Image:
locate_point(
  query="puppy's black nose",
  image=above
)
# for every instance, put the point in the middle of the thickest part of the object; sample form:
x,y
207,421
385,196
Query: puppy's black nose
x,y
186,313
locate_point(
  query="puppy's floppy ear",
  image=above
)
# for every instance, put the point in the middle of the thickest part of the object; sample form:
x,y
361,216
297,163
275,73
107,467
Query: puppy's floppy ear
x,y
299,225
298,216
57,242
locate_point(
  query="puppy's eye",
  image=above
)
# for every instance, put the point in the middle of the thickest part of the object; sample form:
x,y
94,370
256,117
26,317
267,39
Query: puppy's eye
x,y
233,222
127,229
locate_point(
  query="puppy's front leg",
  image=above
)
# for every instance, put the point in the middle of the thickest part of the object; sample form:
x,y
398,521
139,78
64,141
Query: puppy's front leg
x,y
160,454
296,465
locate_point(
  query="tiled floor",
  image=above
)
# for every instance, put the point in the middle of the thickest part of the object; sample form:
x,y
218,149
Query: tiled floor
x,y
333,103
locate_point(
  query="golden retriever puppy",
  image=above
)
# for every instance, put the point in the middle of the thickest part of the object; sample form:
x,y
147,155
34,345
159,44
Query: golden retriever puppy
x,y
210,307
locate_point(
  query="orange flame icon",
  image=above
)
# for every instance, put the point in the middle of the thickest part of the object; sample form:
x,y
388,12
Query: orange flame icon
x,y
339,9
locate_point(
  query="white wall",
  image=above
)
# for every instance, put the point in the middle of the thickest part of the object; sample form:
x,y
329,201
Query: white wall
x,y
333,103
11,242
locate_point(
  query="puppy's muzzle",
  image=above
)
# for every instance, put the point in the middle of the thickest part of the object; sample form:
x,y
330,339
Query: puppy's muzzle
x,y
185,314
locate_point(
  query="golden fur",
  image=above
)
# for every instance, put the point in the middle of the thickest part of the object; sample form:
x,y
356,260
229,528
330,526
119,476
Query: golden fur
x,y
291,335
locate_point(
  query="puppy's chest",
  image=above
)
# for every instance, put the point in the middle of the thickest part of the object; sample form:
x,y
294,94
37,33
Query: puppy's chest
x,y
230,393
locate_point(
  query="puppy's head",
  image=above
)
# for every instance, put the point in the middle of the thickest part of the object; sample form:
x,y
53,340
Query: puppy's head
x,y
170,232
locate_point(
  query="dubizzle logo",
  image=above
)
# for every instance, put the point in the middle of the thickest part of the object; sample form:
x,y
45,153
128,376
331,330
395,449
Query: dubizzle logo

■ ■ ■ ■ ■

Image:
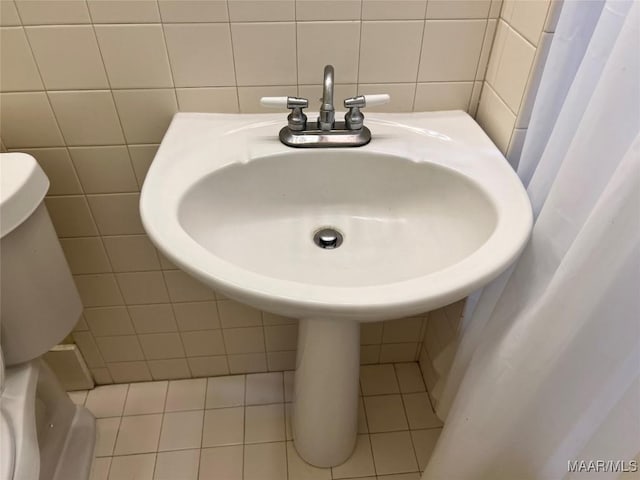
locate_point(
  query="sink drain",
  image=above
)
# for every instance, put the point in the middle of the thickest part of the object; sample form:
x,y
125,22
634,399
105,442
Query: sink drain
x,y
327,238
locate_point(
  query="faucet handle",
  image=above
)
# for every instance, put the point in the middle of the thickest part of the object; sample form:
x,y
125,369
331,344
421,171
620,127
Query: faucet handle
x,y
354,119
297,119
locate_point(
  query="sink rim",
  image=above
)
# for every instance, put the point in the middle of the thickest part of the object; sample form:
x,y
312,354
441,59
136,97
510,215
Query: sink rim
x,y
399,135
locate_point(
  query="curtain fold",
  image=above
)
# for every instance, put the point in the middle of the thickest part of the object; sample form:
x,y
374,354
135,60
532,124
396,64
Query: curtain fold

■ ■ ■ ■ ■

— To be done —
How many lines in the data above contain the word "sink"? Tally them and reply with the number alone.

— Completed exercise —
4